[Given request]: Copy out every one of the rows below word for word, leaving out the pictures.

■ ■ ■

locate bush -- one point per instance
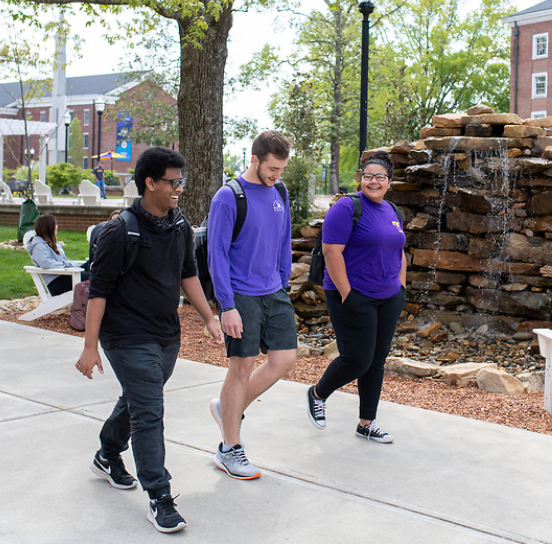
(298, 179)
(63, 175)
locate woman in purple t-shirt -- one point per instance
(365, 293)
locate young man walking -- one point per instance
(134, 315)
(250, 276)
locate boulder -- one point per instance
(408, 368)
(492, 119)
(499, 381)
(532, 381)
(462, 374)
(544, 122)
(331, 351)
(448, 120)
(479, 109)
(303, 350)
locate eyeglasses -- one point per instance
(175, 182)
(377, 177)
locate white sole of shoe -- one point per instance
(179, 527)
(388, 440)
(221, 465)
(317, 424)
(98, 472)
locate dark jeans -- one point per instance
(62, 284)
(364, 329)
(142, 372)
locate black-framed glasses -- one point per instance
(175, 182)
(377, 177)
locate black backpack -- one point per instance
(241, 212)
(132, 238)
(318, 263)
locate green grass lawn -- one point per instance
(14, 281)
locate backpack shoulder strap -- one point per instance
(241, 206)
(357, 208)
(394, 206)
(281, 189)
(132, 239)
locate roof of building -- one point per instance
(76, 86)
(543, 6)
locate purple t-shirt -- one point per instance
(374, 249)
(259, 261)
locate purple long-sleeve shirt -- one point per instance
(259, 261)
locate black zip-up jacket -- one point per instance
(142, 304)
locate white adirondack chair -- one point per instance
(545, 346)
(130, 193)
(43, 193)
(89, 194)
(6, 192)
(49, 304)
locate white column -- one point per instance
(42, 159)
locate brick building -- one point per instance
(83, 95)
(531, 61)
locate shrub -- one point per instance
(299, 179)
(63, 175)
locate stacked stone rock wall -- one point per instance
(475, 193)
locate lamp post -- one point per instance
(366, 8)
(100, 107)
(67, 122)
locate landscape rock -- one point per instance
(463, 374)
(532, 381)
(409, 368)
(499, 381)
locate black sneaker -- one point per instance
(113, 470)
(317, 409)
(162, 513)
(372, 432)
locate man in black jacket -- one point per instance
(134, 316)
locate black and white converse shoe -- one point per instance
(162, 513)
(373, 432)
(113, 470)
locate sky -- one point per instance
(250, 31)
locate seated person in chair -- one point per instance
(46, 252)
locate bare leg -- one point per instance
(279, 363)
(233, 397)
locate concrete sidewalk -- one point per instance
(446, 479)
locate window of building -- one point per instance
(539, 84)
(540, 46)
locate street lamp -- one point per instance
(67, 122)
(365, 8)
(100, 107)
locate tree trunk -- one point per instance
(200, 100)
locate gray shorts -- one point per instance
(268, 324)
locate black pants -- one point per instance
(142, 371)
(62, 284)
(364, 329)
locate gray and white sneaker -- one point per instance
(373, 432)
(216, 412)
(317, 409)
(235, 463)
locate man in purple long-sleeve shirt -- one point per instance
(250, 276)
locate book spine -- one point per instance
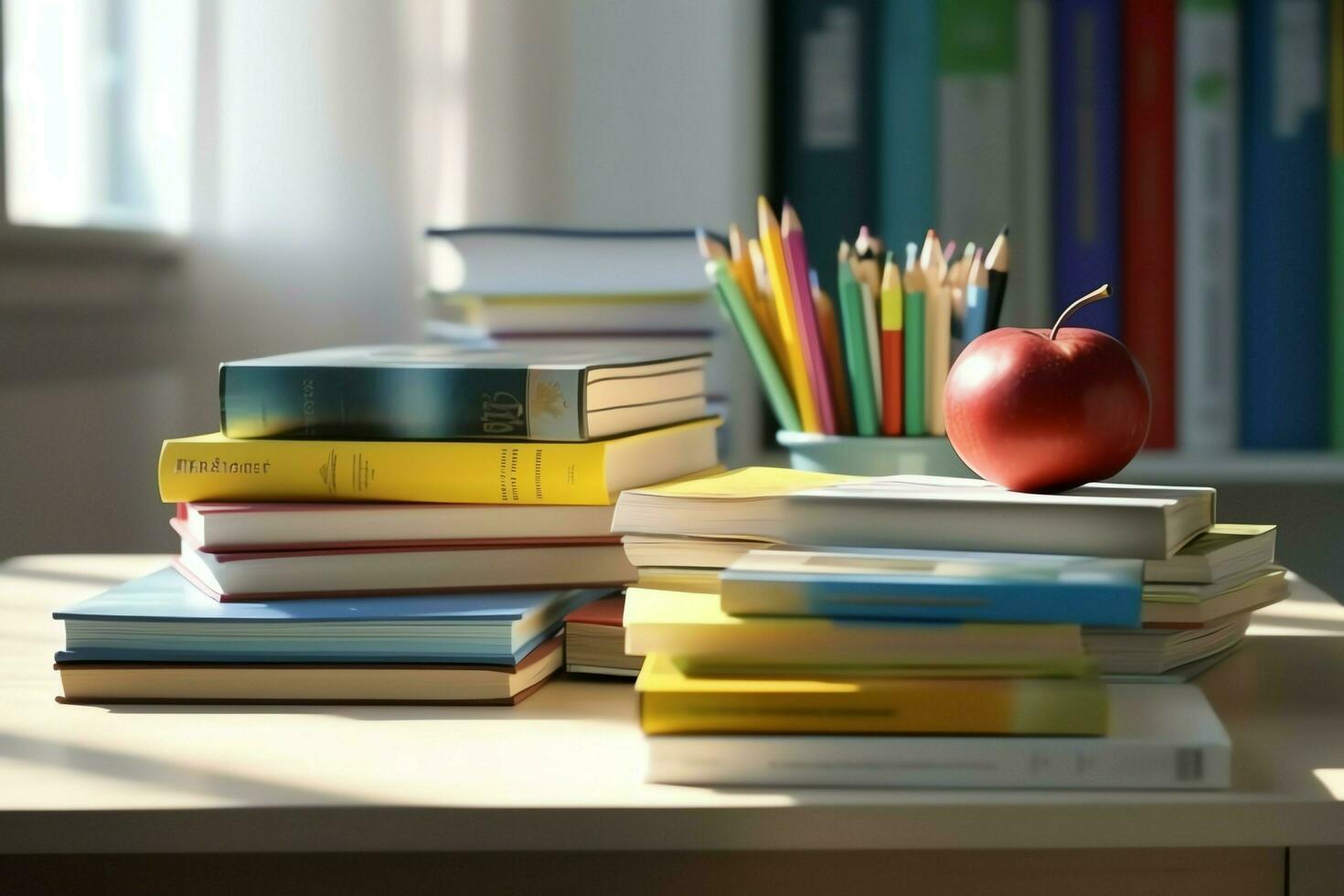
(1209, 183)
(1336, 125)
(1148, 209)
(938, 762)
(977, 48)
(930, 706)
(1100, 604)
(824, 162)
(402, 402)
(1285, 268)
(425, 472)
(1029, 303)
(907, 120)
(1085, 55)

■ ■ ■

[Written reply]:
locate bush -- one point per instance
(298, 179)
(63, 175)
locate woman in purple t-shirt -- one point per instance
(365, 293)
locate young man walking -- one point per instance
(134, 315)
(250, 276)
locate boulder -- one point per instance
(408, 368)
(492, 119)
(499, 381)
(532, 381)
(462, 374)
(544, 122)
(331, 351)
(448, 120)
(479, 109)
(303, 350)
locate eyeglasses -- one point per instance
(175, 182)
(377, 177)
locate white sole of shoe -- one point per instance
(179, 527)
(388, 440)
(221, 465)
(317, 424)
(98, 472)
locate dark jeans -- one point per instance
(62, 284)
(364, 329)
(142, 372)
locate black-framed glasses -- one point per instance
(175, 182)
(377, 177)
locate black backpack -- one point per instance
(241, 212)
(132, 238)
(318, 263)
locate green grass lawn -- one point per instance
(14, 281)
locate backpack shoulder strap -- one point per instance
(241, 206)
(357, 208)
(394, 206)
(281, 189)
(132, 239)
locate roof of building -- one point per instance
(76, 86)
(543, 6)
locate purple t-shirt -- one point per instance
(374, 249)
(259, 261)
locate purple long-sleeve shirt -- one point per instance
(259, 261)
locate black zip-up jacket -- one point per instance
(142, 304)
locate white adirondack chair -- one point per instance
(545, 346)
(130, 193)
(43, 193)
(89, 194)
(6, 192)
(49, 304)
locate white column -- one point per instance
(42, 159)
locate brick building -- one point per instance
(83, 95)
(531, 61)
locate shrub -- one point per instance
(299, 179)
(63, 175)
locate stacked stone rock wall -- one point per instance
(475, 193)
locate lamp post -- one point per instance
(366, 8)
(100, 107)
(67, 122)
locate landscape rock -- one point per instance
(463, 374)
(532, 381)
(409, 368)
(499, 381)
locate black sneaker -- one point per instance
(113, 470)
(317, 409)
(162, 513)
(372, 432)
locate man in black jacket -- one point per instance
(134, 316)
locate black and white converse shoe -- one point per instance
(162, 513)
(373, 432)
(113, 470)
locate sky -- one point per instance
(250, 31)
locate seated person in chair -- one point per instance
(46, 252)
locate bare leg -- one point per instance
(279, 363)
(233, 397)
locate concrete sidewalk -- one point per instance
(446, 479)
locate window of building -- one point per instance
(539, 84)
(540, 46)
locate street lamp -- one point per instance
(67, 122)
(365, 8)
(100, 107)
locate tree trunk -- one point per instance
(200, 100)
locate gray shorts -- one point per instance
(268, 324)
locate black pants -- one point per instance
(142, 371)
(62, 284)
(364, 329)
locate gray and white sneaker -- one point per instance
(373, 432)
(216, 412)
(317, 409)
(235, 463)
locate man in purple long-sleeve shirt -- one point per instance
(250, 276)
locate book spine -- one point per instance
(1209, 183)
(1336, 125)
(1148, 209)
(938, 762)
(977, 48)
(930, 706)
(1100, 604)
(824, 162)
(402, 402)
(1285, 268)
(425, 472)
(1029, 303)
(907, 120)
(1085, 55)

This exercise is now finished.